*PASSAGE GIVEN*:
----------------
In the week that Chinese spacecraft accomplished the milestone of an automated docking in orbit, DAVID KANE provides an overview of China’ s ambitious and far-reaching civil spaceflight programmes.
This is a full article published in Aerospace International: November 2011
China has been launching rockets into space for some 50 years, with its first domestic liquid fuelled rocket being launched in 1960. However, the development of its space programme began very slowly. While the US and Russia competed to put a man on the Moon, China struggled to get their spacecraft off the ground. Between 1966 and 1976 only five launches took place. This slow launch rate was due to the financial and political turmoil that accompanied the Cultural Revolution. When China emerged from that period it was clear that their domestic space technology lagged far behind that of other space faring nations.
Despite this slow start, China’s space industry was soon to explode. By the 1990s China emerged as a major provider of commercial launch services. During the first decade of the 21st century China became the third country to put a man in space. By 2010 China averaged one rocket launch every two months. In sheer numbers its space infrastructure is still fairly limited; in 2010 China only had 55 operational satellites. However, it is China’s increase in space activity that has caused nations and companies around the world to stop and take note.
The rationale behind China’s space activities are economic, scientific, technological and social. Also its space programme is a symbol of its global stature, and growing technical expertise. China wants to be a major player in the global space economy. In its 11th five-year plan, which ended in 2010, the Chinese government called for greater integration of market mechanisms into its space programme to foster competition and generate products and services that could earn China a larger portion of the global commercial space market.
----------------
*DATA SECTION*:
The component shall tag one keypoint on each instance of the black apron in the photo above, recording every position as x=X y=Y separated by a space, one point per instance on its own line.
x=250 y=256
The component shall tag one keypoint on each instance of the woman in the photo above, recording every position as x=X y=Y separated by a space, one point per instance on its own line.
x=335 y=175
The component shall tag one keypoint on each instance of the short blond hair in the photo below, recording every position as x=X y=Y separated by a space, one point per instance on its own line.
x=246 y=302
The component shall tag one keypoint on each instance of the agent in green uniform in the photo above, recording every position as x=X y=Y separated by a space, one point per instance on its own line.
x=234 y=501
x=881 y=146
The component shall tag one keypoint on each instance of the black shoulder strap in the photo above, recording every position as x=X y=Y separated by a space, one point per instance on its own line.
----------------
*TASKS TO COMPLETE*:
1/ Return everything in the article on China's space program from "In the week" down to "civil spaceflight programmes.", copied word for word.
2/ Revise everything in the rows from the line containing "of the woman" down to the line containing "x=246 y=302", changing "keypoint" to "marker" and leaving the rest untouched. Give back only those lines.

*PROBLEM SOLUTIONS*:
1/
In the week that Chinese spacecraft accomplished the milestone of an automated docking in orbit, DAVID KANE provides an overview of China’ s ambitious and far-reaching civil spaceflight programmes.

2/
The component shall tag one marker on each instance of the woman in the photo above, recording every position as x=X y=Y separated by a space, one point per instance on its own line.
x=335 y=175
The component shall tag one marker on each instance of the short blond hair in the photo below, recording every position as x=X y=Y separated by a space, one point per instance on its own line.
x=246 y=302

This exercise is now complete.